__Work instruction__. For every record, give an exact copy that has no pictures in it.

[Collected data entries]
###

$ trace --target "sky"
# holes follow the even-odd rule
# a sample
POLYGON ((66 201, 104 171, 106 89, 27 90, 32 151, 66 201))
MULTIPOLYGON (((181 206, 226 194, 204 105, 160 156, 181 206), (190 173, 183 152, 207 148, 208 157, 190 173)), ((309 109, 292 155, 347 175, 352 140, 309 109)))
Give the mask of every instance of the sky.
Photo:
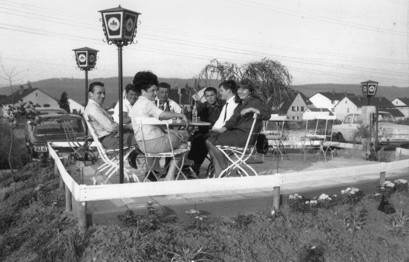
MULTIPOLYGON (((293 84, 409 86, 409 1, 404 0, 0 0, 0 76, 13 84, 84 78, 72 49, 99 50, 89 78, 118 76, 98 11, 141 13, 123 75, 150 70, 193 78, 212 59, 280 62, 293 84)), ((8 82, 0 78, 0 86, 8 82)))

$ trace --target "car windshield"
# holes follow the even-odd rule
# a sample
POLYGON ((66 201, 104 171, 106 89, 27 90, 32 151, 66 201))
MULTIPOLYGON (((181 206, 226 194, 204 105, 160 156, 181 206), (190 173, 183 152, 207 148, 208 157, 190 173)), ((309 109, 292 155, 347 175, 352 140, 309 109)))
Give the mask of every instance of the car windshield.
POLYGON ((79 117, 73 118, 43 118, 34 128, 36 135, 57 135, 65 134, 64 125, 69 132, 84 133, 84 125, 79 117))
POLYGON ((394 122, 393 116, 387 112, 379 112, 378 116, 379 122, 394 122))

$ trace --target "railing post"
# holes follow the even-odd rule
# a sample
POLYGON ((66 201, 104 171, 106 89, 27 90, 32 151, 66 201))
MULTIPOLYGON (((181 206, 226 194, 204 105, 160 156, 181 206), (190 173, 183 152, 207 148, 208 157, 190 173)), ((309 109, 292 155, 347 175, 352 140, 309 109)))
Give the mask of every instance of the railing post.
POLYGON ((382 171, 379 175, 379 184, 380 186, 383 186, 385 184, 385 177, 386 177, 386 172, 382 171))
POLYGON ((78 226, 82 233, 87 231, 87 202, 78 203, 78 226))
POLYGON ((58 170, 58 166, 57 166, 57 163, 55 162, 55 160, 54 160, 54 175, 55 175, 55 176, 58 176, 58 178, 60 179, 60 180, 59 180, 58 187, 59 187, 60 189, 63 189, 63 188, 64 188, 64 181, 62 180, 60 171, 58 170))
POLYGON ((275 210, 280 208, 280 187, 276 186, 273 189, 273 207, 275 210))
POLYGON ((72 211, 72 194, 67 186, 65 186, 65 211, 72 211))

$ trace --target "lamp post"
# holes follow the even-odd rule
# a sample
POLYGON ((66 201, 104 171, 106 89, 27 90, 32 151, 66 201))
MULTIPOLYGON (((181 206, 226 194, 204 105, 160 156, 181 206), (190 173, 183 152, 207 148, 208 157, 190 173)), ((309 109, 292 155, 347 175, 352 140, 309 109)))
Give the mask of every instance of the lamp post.
MULTIPOLYGON (((361 82, 362 94, 368 98, 368 106, 371 104, 371 97, 376 95, 378 90, 378 82, 368 80, 361 82)), ((371 113, 369 118, 369 141, 372 139, 372 125, 375 122, 375 152, 378 148, 378 108, 375 106, 375 114, 371 113)))
MULTIPOLYGON (((122 47, 133 42, 136 35, 138 16, 140 13, 118 6, 116 8, 99 11, 102 16, 102 28, 109 45, 118 47, 118 98, 119 112, 123 111, 122 98, 122 47)), ((124 182, 123 161, 123 116, 119 114, 119 183, 124 182)))
POLYGON ((368 106, 371 104, 371 97, 376 95, 378 84, 378 82, 372 80, 361 82, 362 94, 368 98, 368 106))
POLYGON ((75 53, 75 61, 80 70, 85 71, 85 106, 88 103, 88 71, 94 69, 97 62, 98 50, 82 47, 73 49, 75 53))

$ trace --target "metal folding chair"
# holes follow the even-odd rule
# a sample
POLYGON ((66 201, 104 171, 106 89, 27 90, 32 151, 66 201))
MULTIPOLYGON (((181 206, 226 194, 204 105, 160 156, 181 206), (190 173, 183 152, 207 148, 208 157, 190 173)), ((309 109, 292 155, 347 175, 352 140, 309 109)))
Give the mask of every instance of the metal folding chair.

###

__Reply to the task__.
$ trace --target "sky"
# holes follow the even-odd rule
# a sample
POLYGON ((66 201, 104 171, 106 89, 27 90, 32 151, 66 201))
MULTIPOLYGON (((181 206, 226 194, 204 105, 160 156, 181 206), (190 173, 183 152, 207 148, 208 157, 190 173)), ((309 109, 292 155, 347 175, 352 140, 309 109)))
Give the mask of every instance of the sky.
Photo:
MULTIPOLYGON (((293 84, 409 86, 409 1, 404 0, 0 0, 0 76, 13 84, 84 78, 72 49, 99 50, 89 78, 118 76, 98 11, 141 13, 123 75, 150 70, 193 78, 212 59, 280 62, 293 84)), ((8 82, 0 78, 0 86, 8 82)))

$ trace --target "car windshield"
# holes follow the even-odd rule
# a sample
POLYGON ((66 201, 104 171, 106 89, 27 90, 32 151, 66 201))
MULTIPOLYGON (((181 206, 226 194, 204 105, 160 156, 181 206), (190 173, 183 152, 207 148, 208 157, 190 173)), ((309 109, 292 155, 347 175, 352 140, 309 109)))
Give the mask of every instance of the car windshield.
POLYGON ((79 117, 73 118, 43 118, 34 128, 36 135, 57 135, 65 134, 64 125, 69 132, 84 133, 84 125, 79 117))
POLYGON ((394 122, 393 116, 387 112, 379 112, 378 116, 379 122, 394 122))

$ trace --target "railing post"
# holes follow the even-odd rule
# a sample
POLYGON ((66 201, 104 171, 106 89, 27 90, 32 151, 66 201))
MULTIPOLYGON (((181 206, 226 194, 204 105, 160 156, 181 206), (190 173, 183 152, 207 148, 208 157, 190 173)), ((309 109, 292 155, 347 175, 352 140, 309 109)))
Give the mask of every instance of the railing post.
POLYGON ((382 171, 379 175, 379 184, 380 186, 383 186, 385 184, 385 177, 386 177, 386 172, 382 171))
POLYGON ((78 226, 82 233, 87 231, 87 202, 78 203, 78 226))
POLYGON ((58 170, 58 166, 57 166, 57 163, 55 162, 55 160, 54 160, 54 175, 55 175, 55 176, 58 176, 58 178, 60 179, 60 180, 59 180, 58 187, 59 187, 60 189, 63 189, 63 188, 64 188, 64 181, 62 180, 60 171, 58 170))
POLYGON ((275 210, 280 208, 280 187, 276 186, 273 189, 273 207, 275 210))
POLYGON ((72 211, 72 194, 67 186, 65 186, 65 211, 72 211))

$ trace --target "lamp post"
# holes follow the even-odd rule
# a sample
POLYGON ((66 201, 104 171, 106 89, 27 90, 32 151, 66 201))
MULTIPOLYGON (((181 206, 226 194, 204 105, 160 156, 181 206), (190 173, 183 152, 207 148, 208 157, 190 173)), ((309 109, 292 155, 347 175, 352 140, 309 109)))
Give the mask of every instance of the lamp post.
MULTIPOLYGON (((361 82, 362 94, 368 98, 368 106, 371 104, 371 97, 376 95, 378 90, 378 82, 368 80, 361 82)), ((371 113, 369 118, 369 141, 372 139, 372 125, 375 122, 375 152, 378 148, 378 108, 375 106, 375 114, 371 113)))
MULTIPOLYGON (((122 47, 133 42, 136 35, 138 16, 140 13, 118 6, 116 8, 99 11, 102 16, 102 28, 109 45, 118 47, 118 98, 119 112, 123 111, 122 98, 122 47)), ((124 182, 123 161, 123 116, 119 114, 119 183, 124 182)))
POLYGON ((368 106, 371 104, 371 97, 376 95, 378 84, 378 82, 372 80, 361 82, 362 94, 368 98, 368 106))
POLYGON ((75 53, 75 61, 80 70, 85 71, 85 106, 88 103, 88 71, 94 69, 97 62, 98 50, 82 47, 73 49, 75 53))

$ trace --target "metal folding chair"
# holes follow the even-odd rule
# a sample
POLYGON ((66 201, 104 171, 106 89, 27 90, 32 151, 66 201))
MULTIPOLYGON (((181 206, 226 194, 204 105, 160 156, 181 206), (190 173, 183 152, 207 148, 208 157, 190 173)), ((309 109, 292 155, 347 175, 352 140, 309 109)))
Give the mask of every instance of the metal folding chair.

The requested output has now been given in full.